■ **Selected passage**
--------
Question

Find the differential of the function y=x3sin(9x).

Answer 1

\[\Large y=x^3\sin9x\]And we're supposed to find the differential dy?

Answer 2

dx

Answer 3

dx? :o hmm ok..\[\Large dy=\color{royalblue}{(x^3)'}\sin9x+x^3\color{royalblue}{(\sin9x)'}\]We'll need to apply the product rule.
The blue portions we'll need to take derivatives of.
Understand the setup? :o

Answer 4

yes thank you

Answer 5

3x^2sin9x+x^3cos9x would be right?

Answer 6

Woops! When you take the derivative of the sin9x, don't forget your chain rule!! :O
We should get an extra factor of 9, yes?\[\Large (\sin9x)' \quad=\quad \cos9x(9x)'\quad=\quad 9\cos9x\]Rest of it looks good though.

Answer 7

wait i am confused

Answer 8

chain rule confusing?

Answer 9

yea

Answer 10

So like.. here's the simpler explanation.
We can go with something more formal if this doesn't make sense.
Ummmmmm...

Chain rule tells us to do a couple things when we take a derivative.
Make a copy of the inner function, and multiply by its derivative.
Example:\[\Large \frac{d}{dx}(3x-2)^2 \quad=\quad 2(3x-2)\color{royalblue}{\frac{d}{dx}(3x-2)}\]
\[\Large =2(3x-2)\color{royalblue}{(3)}\]

Answer 11

So in that example ^ we applied the power rule to the outermost function (stuff)^2.
Then we multiplied by the derivative of the "stuff"

Answer 12

If you want the more formal definition, you can think of it as a composition of functions.
Chain rule says this:\[\Large \left[f(g(x))\right]' \quad=\quad f'(g(x))\cdot g'(x)\]

So in our problem we can think of it like this:\[\Large f(x)=\sin x, \qquad g(x)=9x\]
\[\Large f(g(x))=\sin9x\]

Answer 13

\[\Large f'(g(x))=\cos9x,\qquad g'(x)=9\]

Answer 14

Chain rule can be a tough one to get a good grasp on, even harder to explain lol :(

Answer 15

thank you for helping me out

Answer 16

np c:

Answer 17

@zepdrix ' i liked your way of clearing the concepts. .
--------
■ **Data rows**
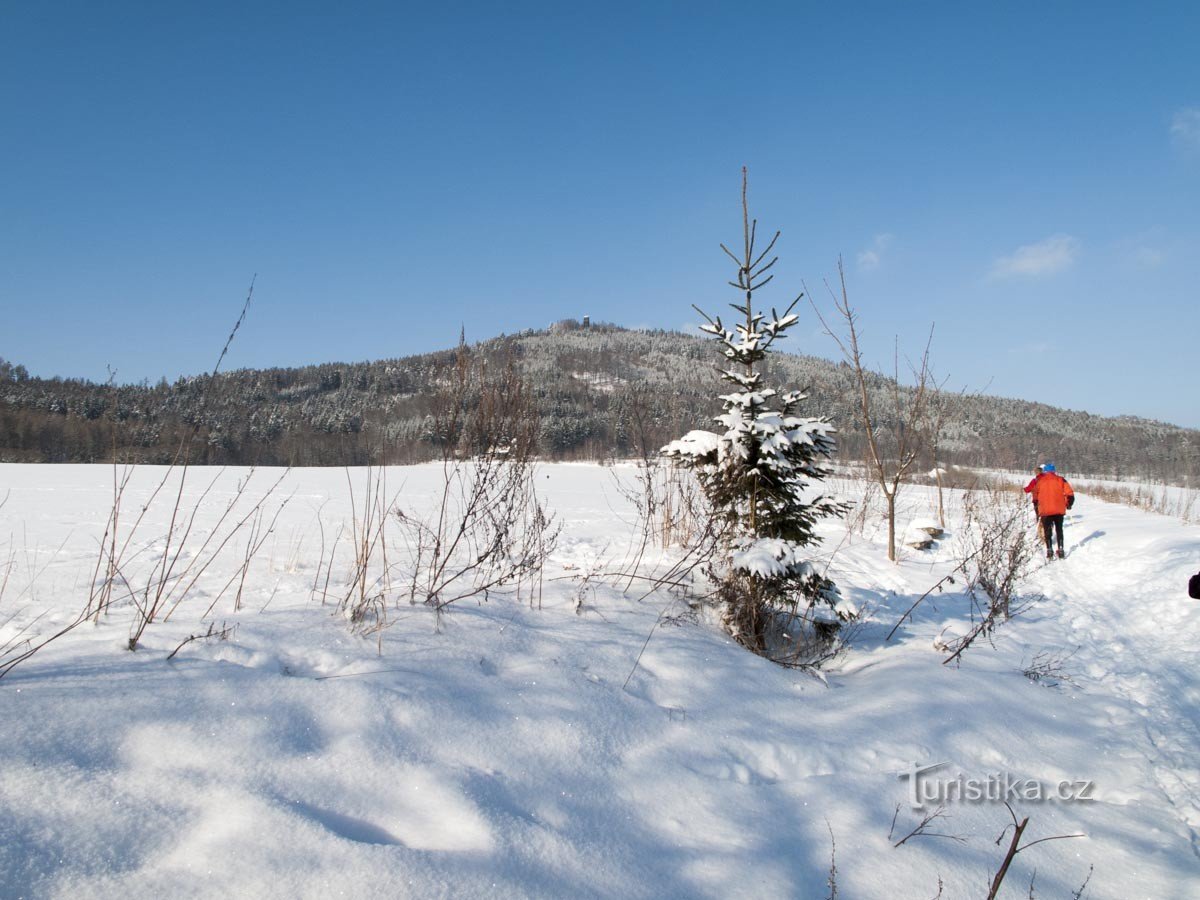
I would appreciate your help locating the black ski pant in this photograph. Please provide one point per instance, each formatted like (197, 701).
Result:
(1051, 526)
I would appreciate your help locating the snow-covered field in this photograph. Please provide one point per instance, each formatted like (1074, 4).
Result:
(511, 753)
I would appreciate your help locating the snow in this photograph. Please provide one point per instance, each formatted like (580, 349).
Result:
(510, 750)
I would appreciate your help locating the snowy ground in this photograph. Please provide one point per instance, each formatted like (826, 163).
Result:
(503, 755)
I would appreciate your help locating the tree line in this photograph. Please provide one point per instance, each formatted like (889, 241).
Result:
(601, 393)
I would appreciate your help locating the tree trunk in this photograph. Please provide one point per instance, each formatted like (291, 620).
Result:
(892, 522)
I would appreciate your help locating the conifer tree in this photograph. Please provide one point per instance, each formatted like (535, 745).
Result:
(760, 475)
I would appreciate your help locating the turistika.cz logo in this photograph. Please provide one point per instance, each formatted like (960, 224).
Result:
(925, 787)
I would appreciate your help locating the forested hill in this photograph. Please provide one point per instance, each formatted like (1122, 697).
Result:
(600, 391)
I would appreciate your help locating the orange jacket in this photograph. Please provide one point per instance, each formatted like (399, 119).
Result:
(1051, 492)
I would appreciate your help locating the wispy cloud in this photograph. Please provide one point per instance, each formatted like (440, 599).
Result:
(1053, 255)
(1149, 257)
(870, 258)
(1186, 127)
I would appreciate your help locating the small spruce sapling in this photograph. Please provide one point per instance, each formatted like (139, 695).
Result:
(759, 475)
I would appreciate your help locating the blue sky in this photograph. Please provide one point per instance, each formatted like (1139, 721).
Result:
(1024, 175)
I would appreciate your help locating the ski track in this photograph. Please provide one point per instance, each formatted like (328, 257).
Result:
(521, 753)
(1134, 615)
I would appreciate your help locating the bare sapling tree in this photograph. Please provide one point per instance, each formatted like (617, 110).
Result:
(891, 415)
(761, 475)
(487, 529)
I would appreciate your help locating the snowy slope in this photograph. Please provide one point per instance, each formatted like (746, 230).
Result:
(504, 755)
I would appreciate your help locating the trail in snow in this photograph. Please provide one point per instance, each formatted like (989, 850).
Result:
(1123, 595)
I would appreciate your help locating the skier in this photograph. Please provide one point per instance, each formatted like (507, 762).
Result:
(1032, 487)
(1053, 496)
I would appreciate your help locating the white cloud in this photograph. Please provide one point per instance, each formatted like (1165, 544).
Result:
(871, 257)
(1149, 257)
(1186, 127)
(1047, 257)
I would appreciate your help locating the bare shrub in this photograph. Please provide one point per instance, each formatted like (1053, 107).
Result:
(999, 551)
(1050, 669)
(1162, 499)
(177, 567)
(487, 529)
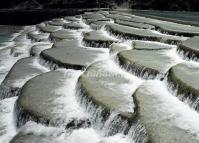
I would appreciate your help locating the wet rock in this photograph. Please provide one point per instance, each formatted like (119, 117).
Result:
(113, 16)
(102, 85)
(20, 73)
(72, 57)
(164, 116)
(7, 127)
(146, 63)
(96, 25)
(38, 37)
(72, 18)
(98, 39)
(118, 47)
(89, 21)
(44, 99)
(190, 48)
(141, 34)
(93, 16)
(148, 45)
(169, 27)
(38, 48)
(20, 49)
(50, 28)
(67, 43)
(37, 133)
(57, 22)
(134, 24)
(64, 34)
(184, 78)
(74, 25)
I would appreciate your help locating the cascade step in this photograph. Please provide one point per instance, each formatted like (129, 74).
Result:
(67, 43)
(93, 16)
(37, 133)
(168, 27)
(50, 28)
(72, 57)
(149, 45)
(98, 39)
(96, 25)
(118, 47)
(89, 21)
(50, 99)
(38, 37)
(7, 126)
(190, 48)
(57, 22)
(184, 77)
(38, 48)
(64, 34)
(72, 18)
(106, 86)
(19, 74)
(134, 24)
(74, 25)
(165, 118)
(148, 64)
(142, 34)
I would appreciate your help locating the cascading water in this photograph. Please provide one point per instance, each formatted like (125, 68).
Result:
(82, 118)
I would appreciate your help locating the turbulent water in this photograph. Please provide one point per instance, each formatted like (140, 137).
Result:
(15, 45)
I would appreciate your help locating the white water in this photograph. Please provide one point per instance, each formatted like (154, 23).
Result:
(164, 108)
(7, 121)
(182, 116)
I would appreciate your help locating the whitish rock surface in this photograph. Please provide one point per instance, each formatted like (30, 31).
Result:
(166, 119)
(50, 99)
--------
■ **Set task A**
Repeat everything in the chain rule thread from "wait i am confused" down to "doesn't make sense.".
■ **Set task B**
According to the chain rule thread, what extra factor appears when you take the derivative of sin9x?
■ **Set task C**
Turn the paragraph in the chain rule thread that starts "So in that example" into a short list of steps.

■ **Full answer A**
wait i am confused

Answer 8

chain rule confusing?

Answer 9

yea

Answer 10

So like.. here's the simpler explanation.
We can go with something more formal if this doesn't make sense.

■ **Full answer B**
An extra factor of 9.

■ **Full answer C**
- Apply the power rule to the outermost function, (stuff)^2.
- Multiply by the derivative of the "stuff."